### Excerpt provided
>> BEGIN
Also, the licensee's suggestion that
it took steps to prepare some of its employees for their sudden firing is
simply not plausible. The licensee stated:
Knowing that this formatic change
would occur, the licensee offered to assist those employees who would be
affected by the change by sending each of them to the School of Communications
& Electronics so that they could obtain their first-class licenses...
None of the four men involved who indicated their willingness to participate in
this schooling completed the course, which of course destroyed the ability of
the licensee to replace these men at the time of the formatic change. n11
n11 Letter to the F.C.C. dated
October 10, 1970.
But nowhere
in the licensee's submissions relating to the Communications School is there
even a hint of warning to the employees that the First Class license course is
in any way concerned with a change of format or the possibility of sudden
termination; in other words, although the licensee admits that it was aware at
least six months ahead of time that there would be a format change, it
apparently did not inform its employees. In fact, the station first
failed to be forthright with its black employees, effectively preventing them from
taking whatever steps might be necessary to prepare themselves for a new
format, and then used their lack of preparation as an excuse for firing
them. It seems to me that this is another "area of factual
inquiry [*917] clamoring for the clarifying influence of direct
testimony subject to cross-examination." n12 Based on the facts now before the Commission, its refusal to act is
incomprehensible to me.
>> END
### Extracted material
>> BEGIN
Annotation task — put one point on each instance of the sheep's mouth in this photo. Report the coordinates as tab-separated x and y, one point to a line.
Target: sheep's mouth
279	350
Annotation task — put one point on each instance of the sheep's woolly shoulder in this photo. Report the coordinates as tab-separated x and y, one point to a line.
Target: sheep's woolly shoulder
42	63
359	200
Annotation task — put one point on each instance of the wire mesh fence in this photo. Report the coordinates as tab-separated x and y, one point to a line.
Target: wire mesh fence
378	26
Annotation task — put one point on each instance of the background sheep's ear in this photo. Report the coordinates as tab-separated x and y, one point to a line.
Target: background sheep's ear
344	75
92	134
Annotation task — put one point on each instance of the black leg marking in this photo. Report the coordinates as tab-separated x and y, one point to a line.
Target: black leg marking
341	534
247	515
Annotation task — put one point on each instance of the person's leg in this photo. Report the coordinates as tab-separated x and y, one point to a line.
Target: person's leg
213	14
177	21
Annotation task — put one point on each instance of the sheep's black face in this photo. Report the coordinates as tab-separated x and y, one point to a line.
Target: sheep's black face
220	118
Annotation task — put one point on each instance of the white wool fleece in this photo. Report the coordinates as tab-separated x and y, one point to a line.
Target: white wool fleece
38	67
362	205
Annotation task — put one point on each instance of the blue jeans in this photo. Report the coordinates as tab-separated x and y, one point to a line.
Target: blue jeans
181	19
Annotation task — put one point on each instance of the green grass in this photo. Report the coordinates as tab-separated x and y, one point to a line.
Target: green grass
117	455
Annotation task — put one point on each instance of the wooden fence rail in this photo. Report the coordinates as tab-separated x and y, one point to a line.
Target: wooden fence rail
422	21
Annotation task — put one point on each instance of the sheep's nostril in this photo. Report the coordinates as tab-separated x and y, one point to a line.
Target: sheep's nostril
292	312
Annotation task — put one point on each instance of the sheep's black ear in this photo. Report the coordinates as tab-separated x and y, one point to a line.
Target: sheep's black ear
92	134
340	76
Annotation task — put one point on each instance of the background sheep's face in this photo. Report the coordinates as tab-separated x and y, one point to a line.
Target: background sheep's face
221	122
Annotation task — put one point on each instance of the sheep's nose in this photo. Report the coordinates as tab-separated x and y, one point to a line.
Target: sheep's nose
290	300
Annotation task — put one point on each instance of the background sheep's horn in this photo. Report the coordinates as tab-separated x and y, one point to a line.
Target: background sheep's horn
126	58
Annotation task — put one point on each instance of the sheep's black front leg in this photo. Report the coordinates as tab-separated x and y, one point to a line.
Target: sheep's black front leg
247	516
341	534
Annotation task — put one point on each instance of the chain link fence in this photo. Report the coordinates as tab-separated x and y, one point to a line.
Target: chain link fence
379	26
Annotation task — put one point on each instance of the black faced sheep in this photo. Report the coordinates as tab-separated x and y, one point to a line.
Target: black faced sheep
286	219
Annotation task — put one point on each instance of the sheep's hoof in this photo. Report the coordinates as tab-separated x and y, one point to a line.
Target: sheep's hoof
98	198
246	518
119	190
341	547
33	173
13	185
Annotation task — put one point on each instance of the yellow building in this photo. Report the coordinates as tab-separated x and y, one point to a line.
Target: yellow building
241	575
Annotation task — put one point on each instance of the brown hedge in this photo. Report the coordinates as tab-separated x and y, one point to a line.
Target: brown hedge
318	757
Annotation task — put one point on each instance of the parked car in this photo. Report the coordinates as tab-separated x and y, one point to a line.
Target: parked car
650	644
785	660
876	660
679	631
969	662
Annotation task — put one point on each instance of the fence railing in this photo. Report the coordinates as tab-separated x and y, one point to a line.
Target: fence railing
>> END
Please reproduce the full passage above about the licensee's format change and the firing of its employees, word for word.

### Solution for this problem
Also, the licensee's suggestion that
it took steps to prepare some of its employees for their sudden firing is
simply not plausible. The licensee stated:
Knowing that this formatic change
would occur, the licensee offered to assist those employees who would be
affected by the change by sending each of them to the School of Communications
& Electronics so that they could obtain their first-class licenses...
None of the four men involved who indicated their willingness to participate in
this schooling completed the course, which of course destroyed the ability of
the licensee to replace these men at the time of the formatic change. n11
n11 Letter to the F.C.C. dated
October 10, 1970.
But nowhere
in the licensee's submissions relating to the Communications School is there
even a hint of warning to the employees that the First Class license course is
in any way concerned with a change of format or the possibility of sudden
termination; in other words, although the licensee admits that it was aware at
least six months ahead of time that there would be a format change, it
apparently did not inform its employees. In fact, the station first
failed to be forthright with its black employees, effectively preventing them from
taking whatever steps might be necessary to prepare themselves for a new
format, and then used their lack of preparation as an excuse for firing
them. It seems to me that this is another "area of factual
inquiry [*917] clamoring for the clarifying influence of direct
testimony subject to cross-examination." n12 Based on the facts now before the Commission, its refusal to act is
incomprehensible to me.